January 2023 Labor Market Recap

I don’t think this report changes the timing of the upcoming Fed pause, but I do think it could change the market’s perception of cuts this year. This kind of number just proves the Fed has plenty of rope on the labor component of the dual mandate. This means they can hold higher for longer without unemployment spiking.

  • If the Fed acknowledges JOLTS could be overstating the labor market strength, rates could fall
  • If the Fed keeps relying on JOLTS, the odds of over-hiking will increase because the Fed is relying on a report I find suspect

 

Financial Conditions

But the market isn’t making it easy on the Fed to pause. My favorite graph of all time is starting to show up in mainstream media (finally!).

If Fed Funds is the input, Financial Conditions are the output. Pull a lever (rates), measure the impact (financial conditions).

Long time readers will know I usually label above the line as “Restrictive” and below the line as “Accommodative”, but I am going to tweak it this week to reflect the Fed’s perspective.

This is a big reason why the Fed will keep talking up “higher for longer” (and refuse to hint at cuts).

 

Someone Bet Huge That the Fed Will Cut Sharply This Year

The trading floor taught me that if you really want to test someone’s conviction, put money on it. A lot of blowhards clam up the minute you ask them to put their money where their mouth is. On LinkedIn a month ago, I offered up a $10k wager to an economist friend that said the Fed would be hiking to 7% (proceeds go to charity of winner’s choosing). Crickets. I know this will come as a surprise to you, but I was once of those blowhards. That lasted exactly one day on the trading floor.

====

§ **TASKS TO COMPLETE**
1) Decide whether each statement agrees with the labor market recap. Answer yes or no, and quote the deciding words of the text. (a) The author offered a $10k wager to an economist friend who said the Fed would be hiking to 7%. (b) The author thinks the report changes the timing of the upcoming Fed pause. (c) The author usually labels below the line as "Restrictive."
2) Translate this sentence from the labor market recap into Spanish: "If Fed Funds is the input, Financial Conditions are the output."
3) Reproduce word for word everything in the labor market recap from "January 2023 Labor" down to "impact (financial conditions).".
The lines in this set have no connection to the labor market recap.

§ **INFORMATION PROVIDED**
====

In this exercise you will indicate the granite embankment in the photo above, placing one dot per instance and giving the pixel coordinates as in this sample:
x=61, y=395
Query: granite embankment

====

§ **ANSWERS BY TASK**
1)
(a) Yes: "I offered up a $10k wager to an economist friend that said the Fed would be hiking to 7%"
(b) No: "I don’t think this report changes the timing of the upcoming Fed pause"
(c) No: "I usually label above the line as “Restrictive” and below the line as “Accommodative”"

2) Si la tasa de fondos federales es el insumo, las condiciones financieras son el resultado.

3)
January 2023 Labor Market Recap

I don’t think this report changes the timing of the upcoming Fed pause, but I do think it could change the market’s perception of cuts this year. This kind of number just proves the Fed has plenty of rope on the labor component of the dual mandate. This means they can hold higher for longer without unemployment spiking.

  • If the Fed acknowledges JOLTS could be overstating the labor market strength, rates could fall
  • If the Fed keeps relying on JOLTS, the odds of over-hiking will increase because the Fed is relying on a report I find suspect

 

Financial Conditions

But the market isn’t making it easy on the Fed to pause. My favorite graph of all time is starting to show up in mainstream media (finally!).

If Fed Funds is the input, Financial Conditions are the output. Pull a lever (rates), measure the impact (financial conditions).